● **Exercise**
Go through the material line by line. Say how many lines contain the word "polo", and give nothing more.
╭─ Given data
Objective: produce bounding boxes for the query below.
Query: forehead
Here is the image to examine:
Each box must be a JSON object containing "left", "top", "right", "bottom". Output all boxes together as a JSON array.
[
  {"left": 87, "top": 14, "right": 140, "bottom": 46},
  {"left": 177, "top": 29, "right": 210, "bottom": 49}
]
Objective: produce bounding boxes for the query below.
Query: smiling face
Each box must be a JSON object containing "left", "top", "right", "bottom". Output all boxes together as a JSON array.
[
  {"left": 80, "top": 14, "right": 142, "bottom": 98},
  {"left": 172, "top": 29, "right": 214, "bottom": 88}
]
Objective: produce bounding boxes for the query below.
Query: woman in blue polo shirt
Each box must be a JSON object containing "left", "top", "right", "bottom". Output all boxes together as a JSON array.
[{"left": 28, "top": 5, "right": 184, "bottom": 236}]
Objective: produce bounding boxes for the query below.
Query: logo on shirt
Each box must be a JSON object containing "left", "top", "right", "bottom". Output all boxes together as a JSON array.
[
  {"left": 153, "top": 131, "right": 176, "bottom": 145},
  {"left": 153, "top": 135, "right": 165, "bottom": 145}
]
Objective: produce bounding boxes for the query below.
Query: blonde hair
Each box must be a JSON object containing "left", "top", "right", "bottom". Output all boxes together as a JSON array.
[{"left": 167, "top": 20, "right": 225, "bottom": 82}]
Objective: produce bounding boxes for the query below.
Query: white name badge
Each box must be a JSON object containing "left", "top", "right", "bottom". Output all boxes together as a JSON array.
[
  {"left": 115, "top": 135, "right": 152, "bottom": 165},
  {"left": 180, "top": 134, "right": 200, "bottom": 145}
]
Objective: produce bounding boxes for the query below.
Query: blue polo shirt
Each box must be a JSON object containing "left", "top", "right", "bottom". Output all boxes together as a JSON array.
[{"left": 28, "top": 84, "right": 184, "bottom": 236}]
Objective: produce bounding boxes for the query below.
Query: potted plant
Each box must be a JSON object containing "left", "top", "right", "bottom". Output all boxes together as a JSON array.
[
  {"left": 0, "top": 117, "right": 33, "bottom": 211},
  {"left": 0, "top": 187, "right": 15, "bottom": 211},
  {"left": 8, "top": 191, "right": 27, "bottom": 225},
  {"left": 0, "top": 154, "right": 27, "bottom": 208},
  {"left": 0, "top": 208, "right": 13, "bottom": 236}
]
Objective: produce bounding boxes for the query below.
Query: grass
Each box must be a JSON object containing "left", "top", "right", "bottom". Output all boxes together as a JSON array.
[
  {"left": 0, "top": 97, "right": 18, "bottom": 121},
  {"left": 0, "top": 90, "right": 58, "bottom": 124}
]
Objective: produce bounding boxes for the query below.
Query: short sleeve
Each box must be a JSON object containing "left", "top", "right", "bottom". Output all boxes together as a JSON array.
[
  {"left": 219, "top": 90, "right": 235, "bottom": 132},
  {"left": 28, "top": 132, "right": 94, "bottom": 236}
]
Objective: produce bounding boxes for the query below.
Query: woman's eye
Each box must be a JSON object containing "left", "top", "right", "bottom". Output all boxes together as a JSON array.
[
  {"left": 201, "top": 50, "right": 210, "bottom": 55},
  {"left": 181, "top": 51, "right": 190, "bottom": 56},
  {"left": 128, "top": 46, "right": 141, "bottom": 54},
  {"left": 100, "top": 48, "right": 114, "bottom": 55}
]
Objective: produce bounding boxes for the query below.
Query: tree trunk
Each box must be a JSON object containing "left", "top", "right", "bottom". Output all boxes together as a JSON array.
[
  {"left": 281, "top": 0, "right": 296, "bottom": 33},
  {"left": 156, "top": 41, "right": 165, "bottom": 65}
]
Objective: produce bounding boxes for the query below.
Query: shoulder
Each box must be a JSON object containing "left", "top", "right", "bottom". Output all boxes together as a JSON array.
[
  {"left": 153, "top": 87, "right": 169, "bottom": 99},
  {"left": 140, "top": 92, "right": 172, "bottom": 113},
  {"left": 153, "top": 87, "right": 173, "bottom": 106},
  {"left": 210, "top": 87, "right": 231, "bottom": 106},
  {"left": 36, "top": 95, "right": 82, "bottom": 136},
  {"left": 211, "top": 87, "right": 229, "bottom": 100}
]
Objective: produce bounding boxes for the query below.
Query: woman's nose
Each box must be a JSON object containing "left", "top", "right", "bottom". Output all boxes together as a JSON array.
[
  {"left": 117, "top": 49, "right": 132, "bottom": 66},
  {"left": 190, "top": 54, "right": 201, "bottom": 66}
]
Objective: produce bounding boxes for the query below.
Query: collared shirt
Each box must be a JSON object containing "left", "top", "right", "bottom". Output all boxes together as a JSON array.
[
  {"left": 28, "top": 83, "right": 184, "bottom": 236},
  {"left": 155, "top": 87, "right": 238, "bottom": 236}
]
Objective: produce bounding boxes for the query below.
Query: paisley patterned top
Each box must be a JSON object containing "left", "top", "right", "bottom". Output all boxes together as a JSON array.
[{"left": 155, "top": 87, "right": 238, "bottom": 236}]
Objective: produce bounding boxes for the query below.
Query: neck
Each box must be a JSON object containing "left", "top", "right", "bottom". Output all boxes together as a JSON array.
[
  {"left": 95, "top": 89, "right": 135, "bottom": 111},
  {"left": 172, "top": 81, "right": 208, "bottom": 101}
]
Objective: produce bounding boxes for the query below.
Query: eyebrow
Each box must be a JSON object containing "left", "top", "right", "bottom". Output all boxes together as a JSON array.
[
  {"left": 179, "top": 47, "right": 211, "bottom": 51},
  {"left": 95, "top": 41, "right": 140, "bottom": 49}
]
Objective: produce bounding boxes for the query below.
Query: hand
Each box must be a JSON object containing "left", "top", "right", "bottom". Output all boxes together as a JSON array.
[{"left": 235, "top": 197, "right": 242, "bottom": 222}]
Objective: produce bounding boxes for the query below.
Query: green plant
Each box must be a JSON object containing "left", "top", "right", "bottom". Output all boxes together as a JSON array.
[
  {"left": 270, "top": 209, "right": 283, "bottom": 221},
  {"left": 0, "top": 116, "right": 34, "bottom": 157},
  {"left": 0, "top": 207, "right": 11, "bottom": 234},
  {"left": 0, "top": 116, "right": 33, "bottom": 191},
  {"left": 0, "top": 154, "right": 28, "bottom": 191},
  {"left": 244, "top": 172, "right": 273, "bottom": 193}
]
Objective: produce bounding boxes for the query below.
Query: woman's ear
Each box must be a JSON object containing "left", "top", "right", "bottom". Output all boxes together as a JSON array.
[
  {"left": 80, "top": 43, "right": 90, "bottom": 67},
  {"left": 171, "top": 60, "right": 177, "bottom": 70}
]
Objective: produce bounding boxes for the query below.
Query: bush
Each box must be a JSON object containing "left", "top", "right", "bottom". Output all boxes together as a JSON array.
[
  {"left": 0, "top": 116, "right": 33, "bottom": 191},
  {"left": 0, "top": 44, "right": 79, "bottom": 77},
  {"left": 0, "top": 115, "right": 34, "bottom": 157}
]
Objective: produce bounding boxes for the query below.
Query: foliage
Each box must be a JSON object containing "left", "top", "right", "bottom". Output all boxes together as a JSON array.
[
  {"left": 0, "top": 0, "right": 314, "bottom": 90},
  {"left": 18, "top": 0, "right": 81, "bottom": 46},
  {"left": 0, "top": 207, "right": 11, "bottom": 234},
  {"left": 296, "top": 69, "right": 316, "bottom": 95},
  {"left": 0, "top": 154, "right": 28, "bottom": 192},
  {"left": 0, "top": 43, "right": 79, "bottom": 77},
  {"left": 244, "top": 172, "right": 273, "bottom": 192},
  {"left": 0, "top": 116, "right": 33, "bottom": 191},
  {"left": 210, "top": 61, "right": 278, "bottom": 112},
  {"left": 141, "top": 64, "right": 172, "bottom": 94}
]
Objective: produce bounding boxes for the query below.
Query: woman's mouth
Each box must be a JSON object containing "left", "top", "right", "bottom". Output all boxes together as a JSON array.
╰─
● **Worked solution**
2